- _Problem_
Please copy every line of the rows below, requests included, but multiply each answer coordinate by 1.6 and round to the nearest whole number, with halves rounding up, leaving the numbers in the requests and their sample points unchanged. Leave the pictures out of your copy.

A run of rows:
-- Start --

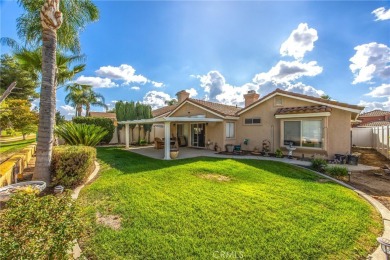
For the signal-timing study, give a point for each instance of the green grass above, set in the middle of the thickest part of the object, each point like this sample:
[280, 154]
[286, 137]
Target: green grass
[268, 210]
[8, 148]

-- End --

- _In response_
For the signal-timing study, give a point for each instance of the green grass above, set in the middle of the thickest part of the object, each point like this sample:
[280, 154]
[286, 137]
Target: green grass
[429, 336]
[13, 237]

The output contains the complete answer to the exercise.